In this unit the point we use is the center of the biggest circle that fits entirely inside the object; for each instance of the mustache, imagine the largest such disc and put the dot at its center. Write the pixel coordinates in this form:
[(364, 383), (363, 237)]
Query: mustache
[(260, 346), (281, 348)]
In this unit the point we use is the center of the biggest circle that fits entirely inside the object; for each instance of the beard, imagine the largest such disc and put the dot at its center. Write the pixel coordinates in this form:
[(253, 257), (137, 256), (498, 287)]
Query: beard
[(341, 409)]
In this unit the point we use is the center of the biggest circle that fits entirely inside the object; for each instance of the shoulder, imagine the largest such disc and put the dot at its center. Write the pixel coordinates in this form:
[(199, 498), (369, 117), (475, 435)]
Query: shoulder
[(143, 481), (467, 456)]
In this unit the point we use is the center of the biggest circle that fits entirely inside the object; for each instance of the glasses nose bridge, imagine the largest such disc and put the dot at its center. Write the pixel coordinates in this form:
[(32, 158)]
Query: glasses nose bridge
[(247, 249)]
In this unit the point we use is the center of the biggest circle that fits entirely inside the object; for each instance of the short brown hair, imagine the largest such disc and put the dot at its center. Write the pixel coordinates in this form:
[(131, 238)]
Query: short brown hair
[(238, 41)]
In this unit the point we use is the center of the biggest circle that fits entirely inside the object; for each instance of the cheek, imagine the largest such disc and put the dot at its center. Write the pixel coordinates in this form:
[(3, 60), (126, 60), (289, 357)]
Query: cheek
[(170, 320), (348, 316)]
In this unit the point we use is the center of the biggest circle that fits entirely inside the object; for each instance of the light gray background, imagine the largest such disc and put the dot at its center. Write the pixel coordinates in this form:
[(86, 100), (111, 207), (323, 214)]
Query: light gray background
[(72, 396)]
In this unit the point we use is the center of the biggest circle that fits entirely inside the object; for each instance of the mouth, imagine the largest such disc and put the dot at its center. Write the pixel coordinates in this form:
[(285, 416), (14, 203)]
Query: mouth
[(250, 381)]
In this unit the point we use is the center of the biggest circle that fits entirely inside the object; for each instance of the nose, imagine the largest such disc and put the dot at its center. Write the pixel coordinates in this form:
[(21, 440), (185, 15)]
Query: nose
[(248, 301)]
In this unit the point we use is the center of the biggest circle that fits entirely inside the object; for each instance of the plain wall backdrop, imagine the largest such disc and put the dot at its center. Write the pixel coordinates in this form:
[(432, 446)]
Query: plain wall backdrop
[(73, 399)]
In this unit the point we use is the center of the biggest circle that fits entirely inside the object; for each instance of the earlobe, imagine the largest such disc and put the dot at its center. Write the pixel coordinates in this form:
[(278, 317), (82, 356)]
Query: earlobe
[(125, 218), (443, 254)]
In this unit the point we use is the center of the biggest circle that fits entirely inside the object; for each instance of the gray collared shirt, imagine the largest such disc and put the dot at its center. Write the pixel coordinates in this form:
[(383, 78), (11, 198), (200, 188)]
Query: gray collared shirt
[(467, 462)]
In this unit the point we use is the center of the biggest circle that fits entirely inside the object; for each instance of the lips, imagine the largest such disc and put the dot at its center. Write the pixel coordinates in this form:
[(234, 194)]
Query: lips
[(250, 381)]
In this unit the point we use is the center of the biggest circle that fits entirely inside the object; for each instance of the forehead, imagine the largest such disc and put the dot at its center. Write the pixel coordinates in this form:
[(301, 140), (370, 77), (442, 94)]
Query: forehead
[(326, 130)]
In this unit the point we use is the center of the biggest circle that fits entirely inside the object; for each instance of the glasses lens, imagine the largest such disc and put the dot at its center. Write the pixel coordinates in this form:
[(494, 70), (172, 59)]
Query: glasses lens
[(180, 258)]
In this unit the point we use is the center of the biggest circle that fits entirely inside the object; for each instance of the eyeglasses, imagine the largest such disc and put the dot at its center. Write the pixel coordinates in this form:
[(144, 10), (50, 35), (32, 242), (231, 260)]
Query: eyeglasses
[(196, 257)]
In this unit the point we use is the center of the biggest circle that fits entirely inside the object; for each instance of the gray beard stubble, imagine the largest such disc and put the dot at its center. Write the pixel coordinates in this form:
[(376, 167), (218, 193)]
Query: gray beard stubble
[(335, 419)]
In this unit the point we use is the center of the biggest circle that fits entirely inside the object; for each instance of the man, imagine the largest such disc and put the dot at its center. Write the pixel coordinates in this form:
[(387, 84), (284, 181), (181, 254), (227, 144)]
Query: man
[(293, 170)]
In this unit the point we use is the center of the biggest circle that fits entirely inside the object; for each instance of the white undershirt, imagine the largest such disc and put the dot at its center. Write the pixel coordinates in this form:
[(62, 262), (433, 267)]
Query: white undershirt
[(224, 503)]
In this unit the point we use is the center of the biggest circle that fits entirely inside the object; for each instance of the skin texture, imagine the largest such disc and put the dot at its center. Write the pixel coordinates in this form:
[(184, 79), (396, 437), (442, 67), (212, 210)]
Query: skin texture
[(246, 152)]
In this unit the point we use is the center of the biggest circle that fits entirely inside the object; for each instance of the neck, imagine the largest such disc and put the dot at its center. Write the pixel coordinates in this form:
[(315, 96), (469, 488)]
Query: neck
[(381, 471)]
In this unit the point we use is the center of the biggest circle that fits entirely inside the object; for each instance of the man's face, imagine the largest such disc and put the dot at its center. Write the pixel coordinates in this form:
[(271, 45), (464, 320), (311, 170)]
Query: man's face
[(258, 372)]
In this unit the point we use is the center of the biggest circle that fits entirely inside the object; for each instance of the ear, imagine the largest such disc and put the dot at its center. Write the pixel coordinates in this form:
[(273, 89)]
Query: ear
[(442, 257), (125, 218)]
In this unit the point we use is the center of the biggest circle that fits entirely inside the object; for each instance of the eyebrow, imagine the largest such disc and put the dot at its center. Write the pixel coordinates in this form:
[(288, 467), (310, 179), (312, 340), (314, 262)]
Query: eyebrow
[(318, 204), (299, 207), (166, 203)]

========================

» **TASK OBJECTIVE**
Quote each line of the listing above exactly.

» **SOLUTION TO THIS PROBLEM**
In this unit the point we use is the center of the biggest circle that fits entirely inside the object; for each instance of the mustache, imagine the largest such disc and put the dot at its center. Write the pixel coordinates in this form:
[(364, 383), (363, 237)]
Query: mustache
[(260, 346), (281, 348)]
In this unit the point we use is the center of the biggest circle that fits entirely inside the object; for each instance of the beard, imagine the largest such disc and put the dot at its center. Write the pixel coordinates in this form:
[(253, 257), (137, 256), (498, 287)]
Query: beard
[(341, 409)]
In this unit the point we use is the center of the biggest circle that fits entirely inside the object; for each instance of the shoulder, imagine the largest such disc and put the dot at its center. Write the pixel coordinates in this form:
[(199, 498), (369, 117), (475, 435)]
Query: shoulder
[(143, 481), (467, 456)]
In this unit the point we use is the center of the biggest circle that fits entirely inside the object; for each instance of the glasses nose bridge, imagine the largest such disc and put the dot at its center. Write the pixel coordinates in this form:
[(32, 158)]
Query: glasses nose bridge
[(247, 249)]
In this unit the point we use is the center of the biggest circle that fits entirely inside the object; for each instance of the short brown hair, imagine the largest such disc and put the dot at its center. Write the pixel coordinates in this form:
[(131, 238)]
Query: short brown hair
[(238, 41)]
In this unit the point we use is the center of the biggest circle that fits entirely inside the object; for each instance of the cheek, imagine the largest such disc and put the dot at its center. Write the pixel coordinates in this form:
[(3, 60), (126, 60), (289, 357)]
Query: cheek
[(170, 320), (348, 316)]
In this unit the point we use is the center of the biggest circle that fits entirely inside the object; for each instance of the light gray background, imagine the largest such disc and put the dot at its center. Write the pixel coordinates in this form:
[(86, 100), (111, 207), (323, 214)]
Query: light gray background
[(72, 396)]
In this unit the point we use is the center of the biggest circle that fits entirely inside the object; for each instance of the mouth, imagine the largest such disc and put the dot at its center. Write the pixel coordinates in this form:
[(285, 416), (14, 203)]
Query: mouth
[(250, 381)]
In this unit the point we use is the center of the biggest circle that fits entirely inside the object; for each instance of the nose, imagine the largest such disc and put the dot at its center. Write the pixel coordinates in this form:
[(21, 440), (185, 15)]
Query: nose
[(248, 301)]
In this unit the point we use is the center of the biggest circle that fits entirely inside the object; for each instance of the plain wall backdrop, imagine the largest such disc and put the dot at its center. Write the pixel coordinates in this form:
[(432, 446)]
Query: plain wall backdrop
[(73, 399)]
In this unit the point we use is the center of the biggest circle that fits entirely inside the object; for each instance of the earlobe, imagine the largest such disc and put the dot at its center. Write the pixel coordinates in this form:
[(278, 317), (82, 356)]
Query: earlobe
[(125, 218), (443, 254)]
In this unit the point we use is the center of the biggest circle that fits entirely inside the object; for each instance of the gray collared shirt, imagine the largest such disc and put the dot at its center. Write the pixel coordinates in this form:
[(383, 78), (11, 198), (200, 188)]
Query: gray collared shirt
[(467, 462)]
In this unit the point we use is the center of the biggest circle that fits entirely inside the object; for each instance of the lips, imagine the largest such disc and put the dot at its center. Write the pixel coordinates in this form:
[(234, 194)]
Query: lips
[(250, 381)]
In this unit the point we use is the center of the biggest circle that fits entirely inside the object; for each instance of the forehead, imagine the largest such disc and put the dot at its center. Write the pixel coordinates in this form:
[(301, 140), (370, 77), (442, 94)]
Query: forehead
[(326, 130)]
In this unit the point we use is the center of the biggest circle that fits entirely inside the object; for each instance of the glasses lens, imagine the largest such disc and put the dot at its center. Write the pixel coordinates in this form:
[(494, 70), (172, 59)]
Query: glasses lens
[(180, 258)]
In this unit the point we use is the center of the biggest circle that fits entirely inside the object; for each instance of the eyeglasses, imagine the largest such disc and put the dot at its center. Write the pixel coordinates in this form:
[(144, 10), (50, 35), (32, 242), (231, 260)]
Query: eyeglasses
[(196, 257)]
In this unit the point we use is the center of the biggest circle that fits entirely inside the object; for each instance of the gray beard stubble, imagine the largest such disc and put the dot at its center. Write the pixel coordinates in this form:
[(376, 167), (218, 193)]
Query: gray beard stubble
[(335, 419)]
In this unit the point we use is the center of the biggest circle that fits entirely inside the object; for each instance of the man, imagine the largest such disc and put the dot at its center. Write the pixel coordinates in this form:
[(387, 84), (284, 181), (181, 254), (227, 144)]
Query: man
[(293, 170)]
In this unit the point we use is the center of the biggest circle that fits entirely inside the object; for each instance of the white undershirt, imagine the largest such disc and put the dot at its center. Write the pixel coordinates in this form:
[(62, 262), (433, 267)]
Query: white undershirt
[(224, 503)]
In this unit the point we use is the center of the biggest circle that fits entirely inside the object; for each instance of the skin texture, imagine the largest such disc and put the dot at its center. Write the pixel coordinates in this form:
[(184, 79), (396, 437), (442, 67), (212, 210)]
Query: skin texture
[(246, 152)]
In this unit the point we use is the center of the biggest circle that fits entirely inside the object; for each instance of the neck, imagine the largest such disc and put the dot at its center. Write the pixel coordinates in this form:
[(315, 96), (469, 488)]
Query: neck
[(381, 471)]
In this unit the point we use is the center of the biggest circle that fits entirely inside the object; for each instance of the man's face, imagine the largest such disc and put the dot at its center. Write the pixel coordinates in this form:
[(271, 45), (464, 320), (311, 170)]
Query: man's face
[(258, 372)]
In this unit the point we use is the center of the biggest circle that fits entirely inside the object; for each instance of the ear, imagine the largest such disc and put the dot at its center. Write the pixel coordinates in this form:
[(273, 89)]
Query: ear
[(442, 257), (125, 218)]
In this unit the point we use is the center of the biggest circle that fits entirely inside the object; for each instance of the eyebrow, imagine the largest such disc and put the dot at its center. Write the pixel coordinates in this form:
[(288, 467), (310, 179), (312, 340), (314, 262)]
Query: eyebrow
[(318, 204), (299, 207), (166, 203)]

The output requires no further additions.